Given data:
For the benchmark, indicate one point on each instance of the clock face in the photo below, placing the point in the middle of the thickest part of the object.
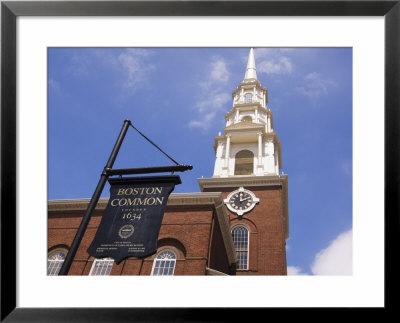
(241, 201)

* * *

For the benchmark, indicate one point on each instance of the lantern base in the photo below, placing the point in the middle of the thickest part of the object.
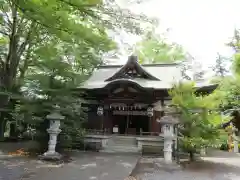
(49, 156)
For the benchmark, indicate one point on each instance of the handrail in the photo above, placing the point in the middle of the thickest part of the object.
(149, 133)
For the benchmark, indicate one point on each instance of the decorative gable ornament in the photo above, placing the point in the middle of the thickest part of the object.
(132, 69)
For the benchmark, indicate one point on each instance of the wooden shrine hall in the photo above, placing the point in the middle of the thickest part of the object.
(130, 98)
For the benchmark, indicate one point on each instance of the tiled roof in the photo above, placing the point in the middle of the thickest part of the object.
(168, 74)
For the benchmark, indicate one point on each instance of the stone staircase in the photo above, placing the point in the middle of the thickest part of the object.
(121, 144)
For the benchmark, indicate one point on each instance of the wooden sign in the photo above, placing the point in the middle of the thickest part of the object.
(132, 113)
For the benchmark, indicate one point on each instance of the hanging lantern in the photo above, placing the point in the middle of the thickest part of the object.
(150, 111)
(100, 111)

What needs to be done: Return every line of the material above that contains the word "indicate".

Result of this task:
For the benchmark, indicate one point on each instance of the clock face in the photo below, placing the point in the middle of the thickest part of the object.
For the benchmark, indicate one point on each instance of the lantern base in the photo below, placing the point in the middle of the thickest part of the object.
For the benchmark, indicate one point on each instance of the handrail in the photo above, placing the point in the middle of the thickest part of the object.
For the benchmark, indicate one point on each instance of the decorative gable ornament in the photo above, placing the point in the middle of the thickest part of the object.
For the benchmark, indicate one point on each instance of the wooden shrine hall in the photo above, placing the point in the middle of the thickest part of the object.
For the benchmark, indicate one point on each instance of the tiled roof in the photo above, placing the point in the middle of the thickest part of the object.
For the benchmark, indicate one point on each instance of the stone staircase in the photo above, placing the point in the middle of the thickest part of the object.
For the benchmark, indicate one point on each instance of the wooden sign in the photo above, placing the point in the middle of the thickest part of the object.
For the benchmark, indicate one point on each instance of the hanging lantern in the photo above, placing the point in the middle of the thickest part of the object.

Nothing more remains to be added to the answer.